Instructions to follow. Reproduce the lines of the records below verbatim, starting at the line that contains "Trace the outline of every instance of the sky." and continuing through the final line of the records, with both ends included.

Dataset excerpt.
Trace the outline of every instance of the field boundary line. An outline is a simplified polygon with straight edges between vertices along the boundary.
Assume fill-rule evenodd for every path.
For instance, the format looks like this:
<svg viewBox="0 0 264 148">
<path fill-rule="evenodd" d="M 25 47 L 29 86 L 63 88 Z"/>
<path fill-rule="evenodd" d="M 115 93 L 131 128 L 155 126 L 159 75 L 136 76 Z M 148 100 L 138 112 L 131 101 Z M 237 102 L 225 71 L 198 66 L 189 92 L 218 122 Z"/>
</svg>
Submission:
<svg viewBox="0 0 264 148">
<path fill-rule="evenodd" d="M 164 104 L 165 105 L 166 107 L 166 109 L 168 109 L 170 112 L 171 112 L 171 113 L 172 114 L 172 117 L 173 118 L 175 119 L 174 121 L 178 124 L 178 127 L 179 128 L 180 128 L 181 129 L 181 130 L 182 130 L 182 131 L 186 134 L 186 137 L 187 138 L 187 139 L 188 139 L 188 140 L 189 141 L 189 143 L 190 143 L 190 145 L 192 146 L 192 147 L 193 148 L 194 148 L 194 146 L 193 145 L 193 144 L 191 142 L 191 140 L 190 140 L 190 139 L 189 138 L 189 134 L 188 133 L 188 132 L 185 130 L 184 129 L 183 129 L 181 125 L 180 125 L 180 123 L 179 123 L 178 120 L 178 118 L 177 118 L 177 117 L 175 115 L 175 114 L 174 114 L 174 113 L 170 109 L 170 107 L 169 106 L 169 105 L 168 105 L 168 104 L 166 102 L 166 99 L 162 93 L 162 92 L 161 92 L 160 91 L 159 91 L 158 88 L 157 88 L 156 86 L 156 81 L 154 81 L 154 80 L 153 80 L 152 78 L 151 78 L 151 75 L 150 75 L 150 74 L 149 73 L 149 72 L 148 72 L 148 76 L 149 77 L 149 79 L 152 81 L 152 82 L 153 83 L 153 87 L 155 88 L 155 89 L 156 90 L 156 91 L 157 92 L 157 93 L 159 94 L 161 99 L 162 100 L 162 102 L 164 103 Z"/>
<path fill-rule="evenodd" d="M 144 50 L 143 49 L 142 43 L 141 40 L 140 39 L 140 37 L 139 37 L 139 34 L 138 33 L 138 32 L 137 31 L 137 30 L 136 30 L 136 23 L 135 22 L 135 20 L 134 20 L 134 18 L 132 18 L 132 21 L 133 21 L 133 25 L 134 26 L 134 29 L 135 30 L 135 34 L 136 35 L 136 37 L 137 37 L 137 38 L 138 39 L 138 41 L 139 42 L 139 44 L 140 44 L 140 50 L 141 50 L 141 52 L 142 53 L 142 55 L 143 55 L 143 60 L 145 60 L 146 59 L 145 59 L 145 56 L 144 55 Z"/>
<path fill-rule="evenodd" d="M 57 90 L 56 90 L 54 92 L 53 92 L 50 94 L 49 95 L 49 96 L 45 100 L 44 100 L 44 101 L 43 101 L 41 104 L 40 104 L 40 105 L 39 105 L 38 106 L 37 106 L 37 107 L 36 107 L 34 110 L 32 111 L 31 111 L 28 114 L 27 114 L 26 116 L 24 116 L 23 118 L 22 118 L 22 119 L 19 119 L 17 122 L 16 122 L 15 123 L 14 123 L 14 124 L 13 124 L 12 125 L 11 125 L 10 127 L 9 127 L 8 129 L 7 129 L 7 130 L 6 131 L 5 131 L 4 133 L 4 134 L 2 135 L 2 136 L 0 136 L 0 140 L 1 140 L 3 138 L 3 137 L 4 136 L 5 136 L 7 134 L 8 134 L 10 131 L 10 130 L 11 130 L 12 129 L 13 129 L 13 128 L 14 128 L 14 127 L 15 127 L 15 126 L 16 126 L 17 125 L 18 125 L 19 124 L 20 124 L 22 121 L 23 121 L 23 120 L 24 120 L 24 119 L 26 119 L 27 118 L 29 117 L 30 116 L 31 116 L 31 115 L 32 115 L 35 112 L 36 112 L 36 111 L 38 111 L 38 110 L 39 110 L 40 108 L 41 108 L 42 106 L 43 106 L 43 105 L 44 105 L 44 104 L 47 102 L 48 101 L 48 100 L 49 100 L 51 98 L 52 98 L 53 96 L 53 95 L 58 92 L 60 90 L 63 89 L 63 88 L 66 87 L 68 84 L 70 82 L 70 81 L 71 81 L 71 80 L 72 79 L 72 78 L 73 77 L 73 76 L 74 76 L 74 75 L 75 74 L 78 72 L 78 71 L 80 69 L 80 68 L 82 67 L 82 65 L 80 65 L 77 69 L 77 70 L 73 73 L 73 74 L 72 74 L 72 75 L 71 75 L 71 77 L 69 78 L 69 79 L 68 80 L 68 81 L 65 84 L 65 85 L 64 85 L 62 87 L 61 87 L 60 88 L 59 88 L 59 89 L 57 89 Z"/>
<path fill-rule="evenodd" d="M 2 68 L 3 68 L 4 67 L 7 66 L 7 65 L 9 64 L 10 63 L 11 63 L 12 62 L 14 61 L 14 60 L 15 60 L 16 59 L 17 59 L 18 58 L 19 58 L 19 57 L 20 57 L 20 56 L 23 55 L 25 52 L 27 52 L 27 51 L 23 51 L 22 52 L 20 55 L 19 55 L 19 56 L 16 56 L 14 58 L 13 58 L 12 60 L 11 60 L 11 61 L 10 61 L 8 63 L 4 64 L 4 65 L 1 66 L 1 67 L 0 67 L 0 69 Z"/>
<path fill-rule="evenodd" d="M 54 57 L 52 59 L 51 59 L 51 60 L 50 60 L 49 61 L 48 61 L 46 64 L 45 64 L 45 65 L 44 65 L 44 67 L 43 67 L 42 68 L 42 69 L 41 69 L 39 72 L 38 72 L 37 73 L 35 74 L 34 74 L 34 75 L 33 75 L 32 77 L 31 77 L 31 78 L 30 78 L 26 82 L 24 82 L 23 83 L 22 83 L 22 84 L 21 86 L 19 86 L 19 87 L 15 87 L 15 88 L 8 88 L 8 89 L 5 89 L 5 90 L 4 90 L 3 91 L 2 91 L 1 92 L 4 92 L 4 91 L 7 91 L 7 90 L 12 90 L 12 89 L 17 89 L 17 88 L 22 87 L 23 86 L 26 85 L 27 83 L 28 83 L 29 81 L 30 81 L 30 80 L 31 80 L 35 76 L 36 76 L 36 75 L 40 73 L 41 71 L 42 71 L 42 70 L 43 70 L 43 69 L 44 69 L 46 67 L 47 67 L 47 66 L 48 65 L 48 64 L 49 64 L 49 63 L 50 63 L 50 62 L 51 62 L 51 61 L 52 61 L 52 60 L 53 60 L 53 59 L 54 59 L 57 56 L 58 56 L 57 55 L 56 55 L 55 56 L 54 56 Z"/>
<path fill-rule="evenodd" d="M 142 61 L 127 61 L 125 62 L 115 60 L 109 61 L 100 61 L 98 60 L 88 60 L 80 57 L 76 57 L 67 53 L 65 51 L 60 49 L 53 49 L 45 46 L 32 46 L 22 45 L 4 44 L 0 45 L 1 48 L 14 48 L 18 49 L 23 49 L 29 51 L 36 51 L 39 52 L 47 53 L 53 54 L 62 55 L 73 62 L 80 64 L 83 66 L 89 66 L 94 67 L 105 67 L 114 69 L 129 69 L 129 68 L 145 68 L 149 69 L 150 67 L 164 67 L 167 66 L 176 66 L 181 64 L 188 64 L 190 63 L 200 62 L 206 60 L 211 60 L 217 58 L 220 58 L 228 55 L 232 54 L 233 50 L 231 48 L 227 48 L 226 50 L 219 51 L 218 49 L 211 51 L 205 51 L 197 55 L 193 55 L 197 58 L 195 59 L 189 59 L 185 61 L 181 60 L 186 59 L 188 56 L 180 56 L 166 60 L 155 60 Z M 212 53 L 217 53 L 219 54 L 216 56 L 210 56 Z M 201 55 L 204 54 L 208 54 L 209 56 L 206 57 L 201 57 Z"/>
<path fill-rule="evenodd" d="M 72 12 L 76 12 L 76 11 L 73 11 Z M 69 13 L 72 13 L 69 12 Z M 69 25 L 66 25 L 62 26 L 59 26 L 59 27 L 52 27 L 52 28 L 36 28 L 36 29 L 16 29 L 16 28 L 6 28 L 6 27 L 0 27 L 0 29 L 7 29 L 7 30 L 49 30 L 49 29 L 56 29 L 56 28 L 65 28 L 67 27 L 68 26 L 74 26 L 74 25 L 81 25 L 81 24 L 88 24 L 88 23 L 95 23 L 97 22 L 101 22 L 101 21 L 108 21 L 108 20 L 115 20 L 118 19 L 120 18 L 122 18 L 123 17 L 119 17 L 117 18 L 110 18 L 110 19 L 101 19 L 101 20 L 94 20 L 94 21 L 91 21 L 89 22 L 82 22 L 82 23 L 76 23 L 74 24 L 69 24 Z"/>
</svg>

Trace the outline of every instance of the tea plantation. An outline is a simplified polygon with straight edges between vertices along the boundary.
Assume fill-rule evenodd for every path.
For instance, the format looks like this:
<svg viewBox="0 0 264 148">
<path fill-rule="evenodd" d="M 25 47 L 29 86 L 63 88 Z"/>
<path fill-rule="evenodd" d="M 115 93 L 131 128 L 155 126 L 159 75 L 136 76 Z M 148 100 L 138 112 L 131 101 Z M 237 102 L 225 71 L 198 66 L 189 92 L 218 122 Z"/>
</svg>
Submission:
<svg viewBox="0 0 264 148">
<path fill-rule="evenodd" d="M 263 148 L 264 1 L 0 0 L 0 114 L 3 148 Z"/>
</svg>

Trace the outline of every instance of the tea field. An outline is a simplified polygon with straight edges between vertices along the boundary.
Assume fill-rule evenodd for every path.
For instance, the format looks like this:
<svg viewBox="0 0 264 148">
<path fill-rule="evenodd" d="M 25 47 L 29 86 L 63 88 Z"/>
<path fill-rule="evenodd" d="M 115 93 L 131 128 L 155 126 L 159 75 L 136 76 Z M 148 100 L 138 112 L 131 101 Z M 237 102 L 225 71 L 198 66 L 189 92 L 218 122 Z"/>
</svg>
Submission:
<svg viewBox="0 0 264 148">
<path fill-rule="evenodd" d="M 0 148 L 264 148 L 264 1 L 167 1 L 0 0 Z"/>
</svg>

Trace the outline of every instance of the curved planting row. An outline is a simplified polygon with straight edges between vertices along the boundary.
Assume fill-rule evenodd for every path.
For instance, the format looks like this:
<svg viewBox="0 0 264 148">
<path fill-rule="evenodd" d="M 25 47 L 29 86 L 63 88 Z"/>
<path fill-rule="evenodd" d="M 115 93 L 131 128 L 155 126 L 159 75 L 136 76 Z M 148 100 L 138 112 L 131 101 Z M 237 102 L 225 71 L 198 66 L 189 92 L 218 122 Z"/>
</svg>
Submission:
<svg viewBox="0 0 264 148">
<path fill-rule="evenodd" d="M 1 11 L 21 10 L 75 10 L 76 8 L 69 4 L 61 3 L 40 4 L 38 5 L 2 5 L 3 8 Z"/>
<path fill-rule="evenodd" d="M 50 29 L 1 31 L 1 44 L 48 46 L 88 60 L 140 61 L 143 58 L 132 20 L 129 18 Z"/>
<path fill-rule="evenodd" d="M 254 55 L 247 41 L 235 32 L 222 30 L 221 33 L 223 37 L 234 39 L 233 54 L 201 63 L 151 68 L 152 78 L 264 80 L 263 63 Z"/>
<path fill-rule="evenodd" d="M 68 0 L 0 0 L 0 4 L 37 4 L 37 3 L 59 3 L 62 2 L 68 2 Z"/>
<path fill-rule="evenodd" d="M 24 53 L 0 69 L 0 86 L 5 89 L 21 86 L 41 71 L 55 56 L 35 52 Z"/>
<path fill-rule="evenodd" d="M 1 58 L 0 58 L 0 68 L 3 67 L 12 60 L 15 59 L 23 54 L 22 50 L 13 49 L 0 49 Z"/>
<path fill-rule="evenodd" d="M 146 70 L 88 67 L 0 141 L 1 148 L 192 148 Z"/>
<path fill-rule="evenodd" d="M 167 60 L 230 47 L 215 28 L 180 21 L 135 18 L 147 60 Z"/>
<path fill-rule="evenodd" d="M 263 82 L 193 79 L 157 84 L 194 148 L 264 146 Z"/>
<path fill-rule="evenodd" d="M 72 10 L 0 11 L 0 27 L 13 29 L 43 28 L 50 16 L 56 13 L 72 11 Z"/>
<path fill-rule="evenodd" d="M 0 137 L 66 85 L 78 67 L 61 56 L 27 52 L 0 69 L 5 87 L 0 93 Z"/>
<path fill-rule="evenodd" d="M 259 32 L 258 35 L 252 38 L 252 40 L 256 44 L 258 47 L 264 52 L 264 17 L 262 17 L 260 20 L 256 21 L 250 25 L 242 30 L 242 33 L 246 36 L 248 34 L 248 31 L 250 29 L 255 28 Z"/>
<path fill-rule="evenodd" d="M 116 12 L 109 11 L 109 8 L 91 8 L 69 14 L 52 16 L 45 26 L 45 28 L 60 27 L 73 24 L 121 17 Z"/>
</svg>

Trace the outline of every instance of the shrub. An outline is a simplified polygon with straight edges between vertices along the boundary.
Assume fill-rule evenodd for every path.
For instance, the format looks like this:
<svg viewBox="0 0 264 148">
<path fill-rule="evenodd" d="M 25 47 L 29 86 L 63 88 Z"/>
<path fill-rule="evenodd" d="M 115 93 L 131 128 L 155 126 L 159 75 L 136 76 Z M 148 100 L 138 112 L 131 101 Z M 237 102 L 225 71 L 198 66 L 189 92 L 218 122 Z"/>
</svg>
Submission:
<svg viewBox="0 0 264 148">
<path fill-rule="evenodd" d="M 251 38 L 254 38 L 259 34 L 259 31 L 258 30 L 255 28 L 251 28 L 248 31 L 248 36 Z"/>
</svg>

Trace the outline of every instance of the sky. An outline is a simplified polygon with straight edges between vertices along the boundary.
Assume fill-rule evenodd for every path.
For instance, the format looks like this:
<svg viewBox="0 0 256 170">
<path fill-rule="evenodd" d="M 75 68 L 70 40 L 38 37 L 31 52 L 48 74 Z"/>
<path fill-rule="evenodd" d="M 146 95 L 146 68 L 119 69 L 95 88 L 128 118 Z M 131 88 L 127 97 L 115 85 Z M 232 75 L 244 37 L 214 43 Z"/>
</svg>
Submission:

Answer to the task.
Trace the outline of every instance of the sky. An outline is a simplified polygon with straight edges between vertices along the boundary.
Assume fill-rule evenodd for every path.
For instance, the format looks like this:
<svg viewBox="0 0 256 170">
<path fill-rule="evenodd" d="M 75 68 L 70 40 L 38 37 L 31 52 L 48 74 Z"/>
<path fill-rule="evenodd" d="M 146 95 L 146 68 L 119 69 L 95 88 L 128 118 Z M 131 88 L 127 97 L 115 85 Z M 232 75 L 244 37 L 214 43 Z"/>
</svg>
Submission:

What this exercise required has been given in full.